It’s calculated. It’s designed to twist your compassion into self-defense, and then twist your defense into evidence.
Common Baiting Tactics
- “Just joking” insults and backhanded comments
- Picking fights before big moments
- Love-bombing, followed by icing-out
- Whisper campaigns behind your back
- Playing the victim when you pull away
Each tactic is a lure. The goal: to make you look unhinged, while they look spotless. They want to create and support the narrative that "You're crazy" and they'll try to get a reaction out of you anyway they can to prove their stories true.

What It Feels Like...
- It’s every argument twisted until you’re the villain.
- It’s waking up hopeful and going to bed questioning your sanity.
- It’s the calm after your truth lands... not because it changed them, but because they’re quietly planning their next move.
- It’s never clumsy. It’s calculated, precise.
How To Stop Taking the Bait
At first, it’s raw effort: pausing before you answer, noticing the heat rising in your chest, and letting it cool.
But, with patience and practice, over time:
- We stop hoping they’ll get better, and start expecting the worst, so we’re never blindsided.
- We build emotional detachment, like a slow-growing callus of indifference: protecting our softness without hardening our hearts.
- We learn emotional regulation isn’t for them; it’s for us. So even when they go off the deep end, we stay grounded.

GIVEN TASK 1: Reproduce every line of the location labeling records, requests included, but multiply each point coordinate in the answers by 1.7 and round to the nearest whole number, rounding halves up. Leave the requests and their format samples unchanged, and omit the pictures.

Excerpts of location labeling data
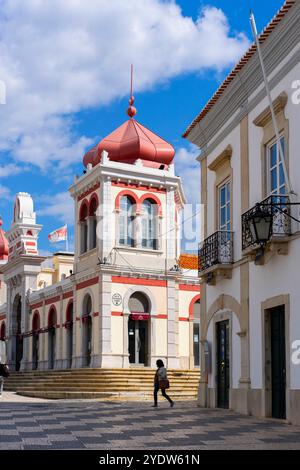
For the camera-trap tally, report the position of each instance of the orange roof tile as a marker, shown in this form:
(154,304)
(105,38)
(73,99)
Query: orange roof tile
(188,261)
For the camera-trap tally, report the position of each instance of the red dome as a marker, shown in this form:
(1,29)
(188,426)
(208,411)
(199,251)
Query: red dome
(131,142)
(3,244)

GIVEN TASK 2: Continue the piece on resisting baiting tactics from its final sentence.

RIGHT ANSWER 1:
For the camera-trap tally, report the position of each instance of the orange roof tile as a marker, shown in this form:
(154,304)
(105,38)
(73,99)
Query: orange roof tile
(320,444)
For the camera-trap tally, report the position of each instance of the red dome as a marker, shown in this form:
(1,29)
(188,426)
(208,411)
(199,251)
Query: red dome
(223,241)
(5,415)

RIGHT ANSWER 2:
- Their claim that “You’re the crazy one” falls flat when we don’t hand them any proof and they end up looking like the problem, because they actually are...
Ultimately, we just stop caring about what they do and don't take any of it personally. We know the game their playing and refuse to play along anymore.
It takes patience, time, and practice.
But eventually, it becomes second nature: a quiet, embodied strength.

How It Feels When It Works
At first, it feels empty, unnatural, almost cold. You likely don't treat other people this way, just them. It might go against your natural way of being, but it's for your protection.
- Slowly, that emptiness turns into peace.
- You see the bait dangle, and don’t even react.
- You stop writing speeches in your head.
- You stop needing to explain.
They don’t change.
YOU DO.
And that’s real power: calm, deliberate, and yours alone.
Journal Prompt
Think of a time you felt the hook from someone baiting you.
- What did it feel like in your body?
- What might it feel like to breathe, step back, and choose silence instead of reaction?
- How could choosing to calmly respond instead of reacting emotionally change the way you interact with this person?
No one wants to live with this kind of abuse, but in some situations, especially when there's a court-order in place, we have to find ways to navigate these things. We may be tethered to our abusers, but we don't have to continue to be victimized by them.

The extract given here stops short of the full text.